• PROBLEMS TO SOLVE:
A) Return the passage from the article on Wisconsin's meth bill starting at "Wisconsin is trying" and ending at "Bob Jauch (D-Poplar).".
B) Carry the article on Wisconsin's meth bill forward from its last sentence.

• SOURCE PASSAGE:
———
Wisconsin is trying to toughen its laws and move the cold medicines behind your pharmacist's counter.
Both the state Senate and Assembly approved the Crackdown on Meth Act Tuesday. It next goes to the governor for his
"This bill is important because it will prevent the spread of meth production," says Senator Bob Jauch (D-Poplar).
The bill would re–classify pseudoephedrine as a Schedule V narcotic, meaning it can't be left out on the shelves. Pseudoephedrine is the main ingredient in most cold medicines like Sudafed, and it's also the main ingredient in meth.
By taking it off the shelves, lawmakers hope to shut down the homegrown production of meth. "This is the one precursor that at this point you can't sub," says Rep. Kitty Rhoades (R-Hudson).
Meth is a major problem throughout the great plains states, and it's spreading into Wisconsin. "It's a plague on western Wisconsin right now and we pray every day that it will not happen in other parts of the state," says Rep. Mark Pettis (R-Hertel).
Under the bill you can't purchase more than 7.5 grams of pseudoephedrine per month. You have to show an I.D. and sign a log book for each purchase.
———
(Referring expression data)

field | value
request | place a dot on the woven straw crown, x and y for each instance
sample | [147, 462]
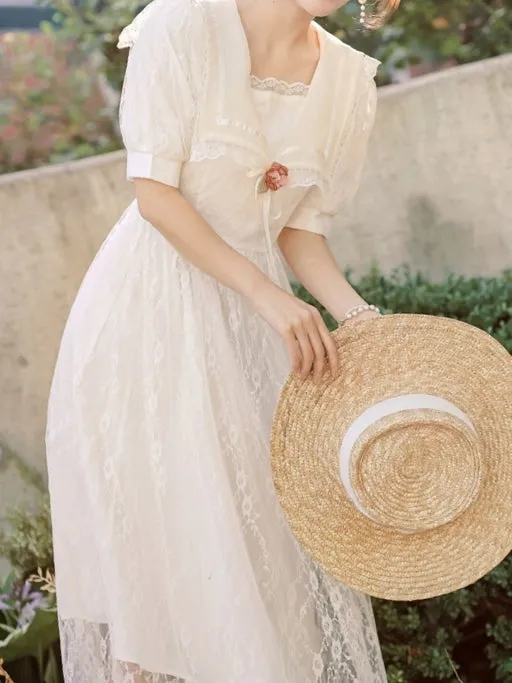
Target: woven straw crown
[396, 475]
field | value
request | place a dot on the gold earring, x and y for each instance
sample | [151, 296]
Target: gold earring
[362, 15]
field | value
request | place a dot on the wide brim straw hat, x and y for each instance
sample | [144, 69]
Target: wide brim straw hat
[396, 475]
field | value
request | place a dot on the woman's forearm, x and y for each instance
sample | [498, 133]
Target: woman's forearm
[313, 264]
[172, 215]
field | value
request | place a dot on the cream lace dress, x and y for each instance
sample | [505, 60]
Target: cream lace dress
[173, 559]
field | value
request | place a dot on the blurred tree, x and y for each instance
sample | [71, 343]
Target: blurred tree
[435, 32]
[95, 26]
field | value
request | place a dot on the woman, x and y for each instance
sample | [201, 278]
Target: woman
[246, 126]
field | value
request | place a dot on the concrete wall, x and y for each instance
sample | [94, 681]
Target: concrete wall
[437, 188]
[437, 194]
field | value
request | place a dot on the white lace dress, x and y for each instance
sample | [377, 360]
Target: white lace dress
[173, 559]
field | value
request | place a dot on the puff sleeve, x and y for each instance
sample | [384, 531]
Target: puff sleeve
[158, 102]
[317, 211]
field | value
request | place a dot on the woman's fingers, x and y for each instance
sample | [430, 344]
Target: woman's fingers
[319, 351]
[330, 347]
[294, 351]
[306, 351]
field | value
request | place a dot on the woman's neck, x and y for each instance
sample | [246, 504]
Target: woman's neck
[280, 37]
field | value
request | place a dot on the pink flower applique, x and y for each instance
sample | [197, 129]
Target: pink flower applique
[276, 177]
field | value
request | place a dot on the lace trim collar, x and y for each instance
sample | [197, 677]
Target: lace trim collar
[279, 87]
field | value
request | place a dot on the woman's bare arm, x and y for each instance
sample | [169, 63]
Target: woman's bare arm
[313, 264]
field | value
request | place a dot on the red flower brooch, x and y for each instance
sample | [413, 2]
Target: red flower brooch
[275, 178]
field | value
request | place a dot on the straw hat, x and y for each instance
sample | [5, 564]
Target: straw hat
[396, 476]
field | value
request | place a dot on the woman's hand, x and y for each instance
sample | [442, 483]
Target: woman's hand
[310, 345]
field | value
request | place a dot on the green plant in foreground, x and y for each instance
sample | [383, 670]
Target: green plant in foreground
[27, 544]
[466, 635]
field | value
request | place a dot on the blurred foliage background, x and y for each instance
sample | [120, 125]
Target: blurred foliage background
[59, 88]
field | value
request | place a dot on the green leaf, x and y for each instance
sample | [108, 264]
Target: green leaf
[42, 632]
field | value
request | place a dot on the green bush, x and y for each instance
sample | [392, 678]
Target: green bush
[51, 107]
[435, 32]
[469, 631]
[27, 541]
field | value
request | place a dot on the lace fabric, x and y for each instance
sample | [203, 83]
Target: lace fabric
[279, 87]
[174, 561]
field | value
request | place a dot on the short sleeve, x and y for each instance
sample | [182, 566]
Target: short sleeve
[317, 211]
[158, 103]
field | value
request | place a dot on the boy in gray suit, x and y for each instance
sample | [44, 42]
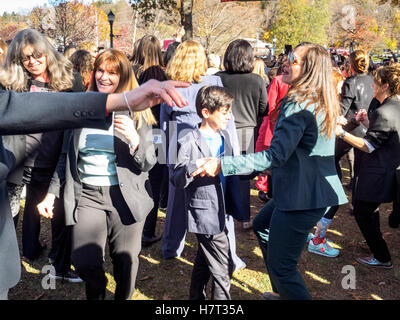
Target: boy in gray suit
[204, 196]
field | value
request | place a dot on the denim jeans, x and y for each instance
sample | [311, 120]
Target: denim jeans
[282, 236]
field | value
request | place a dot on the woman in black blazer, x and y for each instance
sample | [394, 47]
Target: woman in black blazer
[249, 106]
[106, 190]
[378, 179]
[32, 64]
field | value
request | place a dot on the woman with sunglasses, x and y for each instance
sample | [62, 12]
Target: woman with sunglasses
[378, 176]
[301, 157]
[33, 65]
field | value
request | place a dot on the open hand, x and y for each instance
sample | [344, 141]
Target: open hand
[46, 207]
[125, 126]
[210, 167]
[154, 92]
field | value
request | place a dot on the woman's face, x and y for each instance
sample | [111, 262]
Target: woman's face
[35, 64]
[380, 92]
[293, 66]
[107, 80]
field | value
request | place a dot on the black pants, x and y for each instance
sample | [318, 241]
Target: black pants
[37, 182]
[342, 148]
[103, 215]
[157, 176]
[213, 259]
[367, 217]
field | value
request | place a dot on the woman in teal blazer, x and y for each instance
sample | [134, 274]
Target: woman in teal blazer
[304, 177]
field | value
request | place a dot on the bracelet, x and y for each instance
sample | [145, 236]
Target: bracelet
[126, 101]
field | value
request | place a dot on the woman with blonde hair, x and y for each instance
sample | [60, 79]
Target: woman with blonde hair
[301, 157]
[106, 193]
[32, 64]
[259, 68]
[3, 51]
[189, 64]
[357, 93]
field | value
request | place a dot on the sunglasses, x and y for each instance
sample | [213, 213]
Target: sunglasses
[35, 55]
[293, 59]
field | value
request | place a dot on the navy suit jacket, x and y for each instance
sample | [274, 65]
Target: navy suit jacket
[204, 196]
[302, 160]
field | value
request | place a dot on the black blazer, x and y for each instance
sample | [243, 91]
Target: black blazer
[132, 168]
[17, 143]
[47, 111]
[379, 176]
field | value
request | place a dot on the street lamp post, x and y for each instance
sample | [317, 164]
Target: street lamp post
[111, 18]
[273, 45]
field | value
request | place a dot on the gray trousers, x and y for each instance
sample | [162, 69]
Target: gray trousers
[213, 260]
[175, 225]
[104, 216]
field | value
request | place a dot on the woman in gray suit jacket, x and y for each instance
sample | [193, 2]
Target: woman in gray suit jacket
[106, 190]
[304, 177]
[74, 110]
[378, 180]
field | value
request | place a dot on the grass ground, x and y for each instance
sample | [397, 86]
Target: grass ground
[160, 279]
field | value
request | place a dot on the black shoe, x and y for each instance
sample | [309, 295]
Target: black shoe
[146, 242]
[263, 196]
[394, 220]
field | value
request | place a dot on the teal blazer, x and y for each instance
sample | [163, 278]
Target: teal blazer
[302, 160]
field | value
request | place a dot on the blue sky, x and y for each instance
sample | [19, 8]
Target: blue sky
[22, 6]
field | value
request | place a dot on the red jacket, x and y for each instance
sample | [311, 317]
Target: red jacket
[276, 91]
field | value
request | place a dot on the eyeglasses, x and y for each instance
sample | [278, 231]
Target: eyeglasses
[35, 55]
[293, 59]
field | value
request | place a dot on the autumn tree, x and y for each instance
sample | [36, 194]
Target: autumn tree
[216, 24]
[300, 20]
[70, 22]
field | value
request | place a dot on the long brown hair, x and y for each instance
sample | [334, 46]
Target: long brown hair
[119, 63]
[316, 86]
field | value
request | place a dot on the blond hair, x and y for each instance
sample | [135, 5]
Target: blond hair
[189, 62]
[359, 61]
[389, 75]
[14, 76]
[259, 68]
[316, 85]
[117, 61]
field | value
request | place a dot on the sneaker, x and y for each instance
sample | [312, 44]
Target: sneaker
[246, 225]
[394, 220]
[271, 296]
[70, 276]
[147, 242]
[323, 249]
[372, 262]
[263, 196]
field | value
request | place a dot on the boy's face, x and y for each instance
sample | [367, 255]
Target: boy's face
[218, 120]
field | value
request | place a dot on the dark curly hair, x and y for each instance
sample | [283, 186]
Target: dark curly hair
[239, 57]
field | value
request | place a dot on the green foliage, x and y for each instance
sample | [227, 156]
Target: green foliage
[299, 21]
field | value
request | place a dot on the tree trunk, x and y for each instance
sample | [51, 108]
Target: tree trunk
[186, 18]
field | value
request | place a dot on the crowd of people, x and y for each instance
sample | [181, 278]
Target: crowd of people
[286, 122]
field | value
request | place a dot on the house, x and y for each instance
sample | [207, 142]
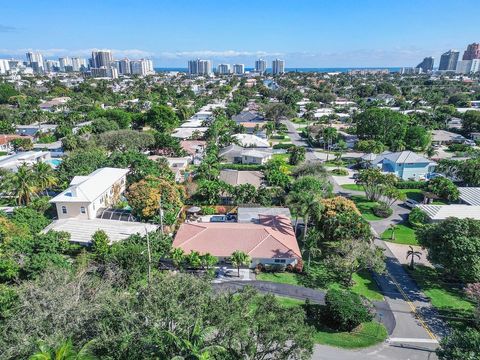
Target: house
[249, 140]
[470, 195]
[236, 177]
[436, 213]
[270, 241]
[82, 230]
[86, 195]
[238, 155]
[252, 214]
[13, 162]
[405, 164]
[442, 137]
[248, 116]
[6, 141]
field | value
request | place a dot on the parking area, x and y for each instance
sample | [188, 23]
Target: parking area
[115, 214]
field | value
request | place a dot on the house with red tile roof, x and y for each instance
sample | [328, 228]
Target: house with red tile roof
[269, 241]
———
• ANSWERS PROVIDED:
A)
Wisconsin is trying to toughen its laws and move the cold medicines behind your pharmacist's counter.
Both the state Senate and Assembly approved the Crackdown on Meth Act Tuesday. It next goes to the governor for his
"This bill is important because it will prevent the spread of meth production," says Senator Bob Jauch (D-Poplar).

B)
That may sound inconvenient, but lawmakers don't want to hear any whining. "There's no inconvenience compared to the costs to society as a result of the problems associated with meth," says Sen. Jauch.
Liquid cold medicine and liquid gelcaps will still be available on the shelves, because you can't use them to make meth. "Those products will readily be available to people who need access when a pharmacy might be closed–a trucker going down the highway who suddenly starts getting hay fever," says Rep. Rhoades.
Supporters say this law will be similar to laws already in place in Minnesota and Iowa. Lawmakers say a similar bill in Oklahoma led to an 80 percent decrease in meth labs in that state.